Data section:
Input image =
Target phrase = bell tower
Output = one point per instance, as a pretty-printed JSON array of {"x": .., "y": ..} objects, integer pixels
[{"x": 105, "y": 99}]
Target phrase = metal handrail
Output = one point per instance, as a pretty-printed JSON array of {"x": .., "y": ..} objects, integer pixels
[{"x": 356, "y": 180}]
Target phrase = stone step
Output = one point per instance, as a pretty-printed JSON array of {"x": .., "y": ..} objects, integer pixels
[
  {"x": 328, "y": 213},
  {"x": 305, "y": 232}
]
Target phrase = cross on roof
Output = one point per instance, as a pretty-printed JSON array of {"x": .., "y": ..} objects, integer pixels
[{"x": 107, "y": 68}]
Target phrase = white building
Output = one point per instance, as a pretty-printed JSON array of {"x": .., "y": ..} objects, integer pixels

Requirement:
The answer must hold only the lines from the first line of the data through the line bearing "Target phrase = metal handrail", returned exactly.

Exercise result:
Input image =
Target phrase = bell tower
Output = one point per instance, as a pretty-printed JSON array of {"x": .., "y": ..} objects, integer pixels
[{"x": 105, "y": 99}]
Target phrase = metal handrail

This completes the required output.